EXERCISE OBJECTIVE: Copy the data below from the line with "the boat reflection" up to and including the line with "column 343, row 181", substituting "arrival register" for "zone-entry log" and leaving everything else unchanged.

Dataset excerpts on object pointing:
○ ○ ○ ○ ○ ○ ○
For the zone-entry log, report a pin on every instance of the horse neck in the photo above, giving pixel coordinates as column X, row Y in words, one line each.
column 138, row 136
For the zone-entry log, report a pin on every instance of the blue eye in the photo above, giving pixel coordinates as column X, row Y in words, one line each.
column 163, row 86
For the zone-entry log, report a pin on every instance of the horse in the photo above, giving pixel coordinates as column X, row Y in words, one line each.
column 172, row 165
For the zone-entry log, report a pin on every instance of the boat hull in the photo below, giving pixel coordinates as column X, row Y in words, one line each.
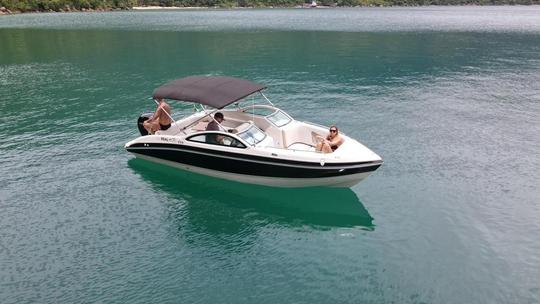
column 256, row 169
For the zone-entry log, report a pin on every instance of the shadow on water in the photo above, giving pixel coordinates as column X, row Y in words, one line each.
column 212, row 202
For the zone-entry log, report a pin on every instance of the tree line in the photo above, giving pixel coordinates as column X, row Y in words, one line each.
column 78, row 5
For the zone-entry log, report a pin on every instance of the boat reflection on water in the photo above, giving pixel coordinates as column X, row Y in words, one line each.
column 220, row 203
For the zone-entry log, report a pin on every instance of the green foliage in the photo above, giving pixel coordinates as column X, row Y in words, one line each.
column 63, row 5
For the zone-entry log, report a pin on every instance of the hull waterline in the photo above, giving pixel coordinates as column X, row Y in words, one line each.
column 343, row 181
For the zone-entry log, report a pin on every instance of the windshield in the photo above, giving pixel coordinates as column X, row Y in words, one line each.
column 252, row 135
column 279, row 118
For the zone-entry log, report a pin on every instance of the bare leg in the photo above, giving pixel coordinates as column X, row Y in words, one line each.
column 326, row 148
column 151, row 127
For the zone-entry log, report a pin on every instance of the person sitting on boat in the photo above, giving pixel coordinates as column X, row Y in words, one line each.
column 214, row 125
column 331, row 142
column 161, row 120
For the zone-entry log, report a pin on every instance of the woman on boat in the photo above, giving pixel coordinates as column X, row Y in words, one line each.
column 332, row 141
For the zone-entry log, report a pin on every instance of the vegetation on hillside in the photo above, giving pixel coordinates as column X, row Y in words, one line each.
column 69, row 5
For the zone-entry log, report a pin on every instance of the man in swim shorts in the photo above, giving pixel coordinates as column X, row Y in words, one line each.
column 161, row 120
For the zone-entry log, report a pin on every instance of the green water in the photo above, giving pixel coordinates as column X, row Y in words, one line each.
column 449, row 97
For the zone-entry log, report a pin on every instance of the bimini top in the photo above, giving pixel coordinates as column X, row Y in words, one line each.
column 214, row 91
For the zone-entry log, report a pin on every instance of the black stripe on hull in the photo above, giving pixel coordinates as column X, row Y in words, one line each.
column 249, row 165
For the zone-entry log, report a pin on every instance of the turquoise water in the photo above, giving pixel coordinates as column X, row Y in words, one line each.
column 449, row 97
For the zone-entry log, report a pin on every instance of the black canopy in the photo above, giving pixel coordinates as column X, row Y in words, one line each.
column 214, row 91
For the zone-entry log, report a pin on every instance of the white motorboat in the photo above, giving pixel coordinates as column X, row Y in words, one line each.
column 259, row 143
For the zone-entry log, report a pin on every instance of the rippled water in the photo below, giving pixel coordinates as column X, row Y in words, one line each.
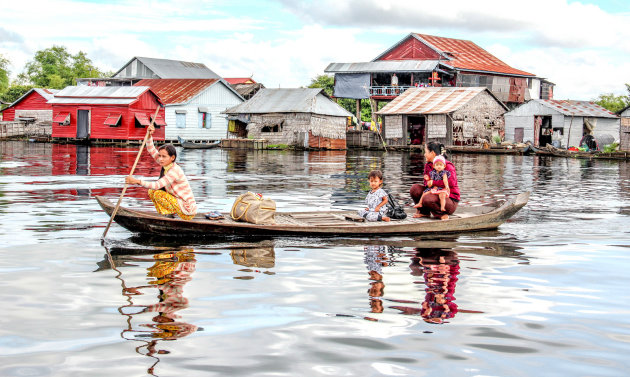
column 546, row 294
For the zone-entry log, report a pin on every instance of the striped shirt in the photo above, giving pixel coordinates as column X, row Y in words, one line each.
column 174, row 182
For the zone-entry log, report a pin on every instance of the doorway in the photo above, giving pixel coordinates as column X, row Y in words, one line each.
column 416, row 127
column 83, row 124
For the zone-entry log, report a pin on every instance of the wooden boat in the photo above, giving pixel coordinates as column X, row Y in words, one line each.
column 191, row 145
column 317, row 224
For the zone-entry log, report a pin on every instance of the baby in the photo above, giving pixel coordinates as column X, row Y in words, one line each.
column 376, row 199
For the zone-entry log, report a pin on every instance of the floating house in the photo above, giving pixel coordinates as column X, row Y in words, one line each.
column 564, row 122
column 194, row 106
column 106, row 113
column 139, row 68
column 302, row 117
column 624, row 130
column 33, row 107
column 452, row 116
column 421, row 60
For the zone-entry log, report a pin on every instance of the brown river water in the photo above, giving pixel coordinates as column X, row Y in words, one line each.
column 546, row 294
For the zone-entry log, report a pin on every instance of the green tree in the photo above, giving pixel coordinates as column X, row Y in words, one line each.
column 56, row 68
column 14, row 92
column 328, row 84
column 4, row 73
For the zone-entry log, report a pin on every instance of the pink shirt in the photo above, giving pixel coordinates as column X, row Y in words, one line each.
column 174, row 182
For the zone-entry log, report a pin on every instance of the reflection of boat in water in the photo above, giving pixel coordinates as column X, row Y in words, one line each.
column 192, row 145
column 314, row 224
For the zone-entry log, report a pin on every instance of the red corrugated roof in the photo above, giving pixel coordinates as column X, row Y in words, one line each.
column 240, row 80
column 468, row 56
column 175, row 91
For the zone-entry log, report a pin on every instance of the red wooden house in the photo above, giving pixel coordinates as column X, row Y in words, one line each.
column 106, row 113
column 32, row 106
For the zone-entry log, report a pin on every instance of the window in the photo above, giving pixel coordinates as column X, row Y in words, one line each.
column 180, row 120
column 204, row 120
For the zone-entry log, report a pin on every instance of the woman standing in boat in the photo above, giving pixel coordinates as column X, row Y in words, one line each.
column 431, row 203
column 171, row 194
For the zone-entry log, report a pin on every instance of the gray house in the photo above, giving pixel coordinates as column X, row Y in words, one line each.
column 301, row 117
column 562, row 122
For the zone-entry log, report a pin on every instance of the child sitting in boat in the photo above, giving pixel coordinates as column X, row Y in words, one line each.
column 437, row 175
column 171, row 193
column 376, row 199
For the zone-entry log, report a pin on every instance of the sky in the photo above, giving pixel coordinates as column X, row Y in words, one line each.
column 582, row 47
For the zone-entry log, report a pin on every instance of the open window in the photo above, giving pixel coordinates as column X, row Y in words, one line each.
column 113, row 120
column 63, row 118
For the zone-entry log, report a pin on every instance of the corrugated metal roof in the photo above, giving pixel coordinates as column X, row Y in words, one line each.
column 383, row 66
column 431, row 100
column 172, row 69
column 46, row 93
column 578, row 108
column 104, row 95
column 176, row 91
column 299, row 100
column 467, row 55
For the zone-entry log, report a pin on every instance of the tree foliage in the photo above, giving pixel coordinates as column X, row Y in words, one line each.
column 328, row 84
column 56, row 68
column 4, row 73
column 612, row 102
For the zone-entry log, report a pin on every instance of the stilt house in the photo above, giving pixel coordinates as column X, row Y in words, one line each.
column 564, row 122
column 194, row 106
column 106, row 113
column 33, row 106
column 301, row 117
column 452, row 116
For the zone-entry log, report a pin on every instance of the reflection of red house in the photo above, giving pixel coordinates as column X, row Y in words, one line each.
column 32, row 105
column 106, row 113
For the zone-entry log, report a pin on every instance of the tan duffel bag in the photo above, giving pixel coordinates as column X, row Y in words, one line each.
column 254, row 209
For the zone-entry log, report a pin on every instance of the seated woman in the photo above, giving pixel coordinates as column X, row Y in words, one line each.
column 431, row 203
column 171, row 193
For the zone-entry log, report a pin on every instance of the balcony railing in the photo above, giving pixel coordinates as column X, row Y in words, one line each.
column 388, row 91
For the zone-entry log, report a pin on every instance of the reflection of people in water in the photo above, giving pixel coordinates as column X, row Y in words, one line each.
column 170, row 272
column 375, row 259
column 439, row 269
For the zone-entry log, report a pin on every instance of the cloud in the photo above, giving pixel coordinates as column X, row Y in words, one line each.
column 552, row 23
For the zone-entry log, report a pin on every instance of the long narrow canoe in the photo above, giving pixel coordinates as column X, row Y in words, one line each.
column 324, row 223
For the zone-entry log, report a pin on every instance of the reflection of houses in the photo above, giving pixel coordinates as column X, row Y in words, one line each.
column 427, row 60
column 106, row 113
column 544, row 121
column 300, row 117
column 624, row 130
column 194, row 106
column 139, row 68
column 452, row 116
column 33, row 106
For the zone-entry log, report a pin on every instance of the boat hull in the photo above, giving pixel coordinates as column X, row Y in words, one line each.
column 318, row 224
○ ○ ○ ○ ○ ○ ○
EXERCISE OUTPUT:
For the arrival register, report a pin on every instance of the boat reflection on water in the photo above, giving pixel coordinates as column X, row Y in words, one line each.
column 220, row 203
For the arrival register, report a pin on every instance of the green foliage in the photo above, giving pixel coordinates as column X, row Y in words, one line each.
column 63, row 5
For the arrival register, report a pin on every instance of the hull waterline in the photo above, giving pixel coordinates as column X, row Y in words, one line each.
column 343, row 181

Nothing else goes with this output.